Problem:
Can you transcribe every record below exactly as it appears?

[Pointing dataset records]
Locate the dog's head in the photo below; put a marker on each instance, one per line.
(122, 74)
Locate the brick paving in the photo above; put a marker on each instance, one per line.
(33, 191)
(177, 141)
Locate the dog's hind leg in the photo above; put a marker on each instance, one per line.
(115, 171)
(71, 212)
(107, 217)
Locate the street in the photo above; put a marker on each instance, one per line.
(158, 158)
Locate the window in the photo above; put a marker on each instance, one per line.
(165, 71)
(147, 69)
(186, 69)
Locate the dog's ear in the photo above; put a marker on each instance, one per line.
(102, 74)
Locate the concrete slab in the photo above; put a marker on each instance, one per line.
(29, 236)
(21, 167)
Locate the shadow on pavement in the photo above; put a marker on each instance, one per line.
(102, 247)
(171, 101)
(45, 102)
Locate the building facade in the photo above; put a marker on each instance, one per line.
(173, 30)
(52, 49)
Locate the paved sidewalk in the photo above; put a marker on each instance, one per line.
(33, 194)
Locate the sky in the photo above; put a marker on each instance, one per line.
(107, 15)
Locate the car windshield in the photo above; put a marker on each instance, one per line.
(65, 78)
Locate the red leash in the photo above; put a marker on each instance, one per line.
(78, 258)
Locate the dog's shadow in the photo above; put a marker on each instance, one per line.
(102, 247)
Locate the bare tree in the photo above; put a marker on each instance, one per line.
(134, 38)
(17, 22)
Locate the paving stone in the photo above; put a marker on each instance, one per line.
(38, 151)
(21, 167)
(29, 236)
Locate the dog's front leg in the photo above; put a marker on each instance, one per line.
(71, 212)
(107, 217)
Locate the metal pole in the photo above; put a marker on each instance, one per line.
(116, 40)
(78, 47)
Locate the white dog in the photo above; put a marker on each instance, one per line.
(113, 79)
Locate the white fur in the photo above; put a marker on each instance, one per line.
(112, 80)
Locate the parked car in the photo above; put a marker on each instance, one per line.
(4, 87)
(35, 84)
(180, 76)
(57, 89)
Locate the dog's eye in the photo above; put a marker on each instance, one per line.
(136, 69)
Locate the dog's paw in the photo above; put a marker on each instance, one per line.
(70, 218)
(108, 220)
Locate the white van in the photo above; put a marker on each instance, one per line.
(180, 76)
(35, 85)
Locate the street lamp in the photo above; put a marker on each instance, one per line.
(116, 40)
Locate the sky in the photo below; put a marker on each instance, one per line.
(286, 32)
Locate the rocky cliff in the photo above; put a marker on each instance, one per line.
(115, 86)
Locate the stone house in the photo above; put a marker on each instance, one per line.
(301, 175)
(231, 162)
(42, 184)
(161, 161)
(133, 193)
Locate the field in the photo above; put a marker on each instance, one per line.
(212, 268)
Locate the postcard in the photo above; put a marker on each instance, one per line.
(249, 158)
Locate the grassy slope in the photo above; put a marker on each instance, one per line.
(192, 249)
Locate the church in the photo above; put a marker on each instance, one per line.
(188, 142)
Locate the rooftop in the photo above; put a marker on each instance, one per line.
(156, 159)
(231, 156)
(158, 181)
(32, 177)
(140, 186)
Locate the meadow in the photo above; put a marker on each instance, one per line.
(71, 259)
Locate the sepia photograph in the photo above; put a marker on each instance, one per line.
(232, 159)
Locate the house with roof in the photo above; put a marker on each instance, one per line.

Written response:
Locate the dog's head in the photo below; put a marker on each instance, one per line.
(122, 74)
Locate the brick paving in the photo above; put a marker on each instance, one per line.
(33, 191)
(177, 141)
Locate the dog's hind leg in the photo above; put a marker on each instance, one per line.
(115, 171)
(71, 212)
(107, 217)
Locate the street in the photo above; put a marker on each instance, one per line.
(158, 158)
Locate the window in the photo above; put a marker on each instance, one per line.
(165, 71)
(147, 69)
(186, 69)
Locate the dog's ear in the photo above; put a marker on each instance, one per line.
(102, 74)
Locate the concrete slab in the photo above; put a marker on each instance, one per line.
(29, 236)
(21, 167)
Locate the shadow on pavement in the photo above; put a marker on each instance, one per line.
(102, 247)
(171, 101)
(45, 102)
Locate the building facade in the photo above; put a marker on each instance, one per line.
(173, 30)
(52, 49)
Locate the paved sidewalk in the photo above; put a marker on each instance, one per line.
(33, 194)
Locate the sky in the photo above; put a marker on each instance, one per line.
(107, 15)
Locate the car windshield in the photo above; put a marker on each instance, one per line.
(65, 78)
Locate the red leash in the photo above; put a marker on each instance, one per line.
(78, 258)
Locate the dog's shadow in the photo above; put a marker on each instance, one per line.
(102, 247)
Locate the bare tree in the photo above; put a marker on each instance, one per line.
(134, 38)
(17, 22)
Locate the paving stone in the photo above; put a marker on each instance, one per line.
(38, 151)
(21, 167)
(29, 236)
Locate the dog's front leg in the photo above; put a marker on each instance, one per line.
(71, 212)
(107, 217)
Locate the metal pole in the photo above; put a marker on each instance, one per line.
(116, 40)
(78, 47)
Locate the white dog in the photo above; put a marker on each instance, one per line.
(113, 79)
Locate the white fur in the photo above; put a marker on each instance, one per line.
(112, 80)
Locate the parked car in the photo above; put a marker on each instance, one per line.
(4, 87)
(35, 84)
(180, 76)
(57, 89)
Locate the dog's eye in the photo above; put a marker on each instance, one per line.
(136, 69)
Locate the dog's paw in the photo above; put a marker on each instance, one per line.
(70, 218)
(108, 220)
Locate the white van in the photo above; put a marker on each instance, one per line.
(180, 76)
(35, 85)
Locate the street lamp in the photo above; put a marker on each instance, one per line.
(116, 40)
Locate the sky in the photo below; put a marker on each instance, one per line.
(286, 32)
Locate the rocky cliff in the photo above; put a marker on each instance, one per line.
(115, 86)
Locate the stone house in the photo above; put a marker on each instance, one per line.
(301, 175)
(231, 162)
(42, 184)
(161, 161)
(133, 193)
Locate the field in the photo above; put a marker on each instance, one per line.
(212, 268)
Locate the postcard in the photo above; put a marker on each instance, one per line.
(249, 158)
Locate the grassy slope in the photo above; put a marker on each instance, one per line.
(192, 249)
Locate the church in the photo above; put a marker on each instance, one per line.
(188, 142)
Locate the rooftop in the photo above; put a marker on each instance, one per line.
(156, 159)
(231, 156)
(158, 181)
(32, 177)
(140, 186)
Locate the meadow in the photo above; put a marker on each instance, one per line.
(71, 259)
Locate the sepia photograph in the photo above; put a marker on each instance, one per line.
(232, 159)
Locate the house with roof in the photo above; put a marker on each instance, one per line.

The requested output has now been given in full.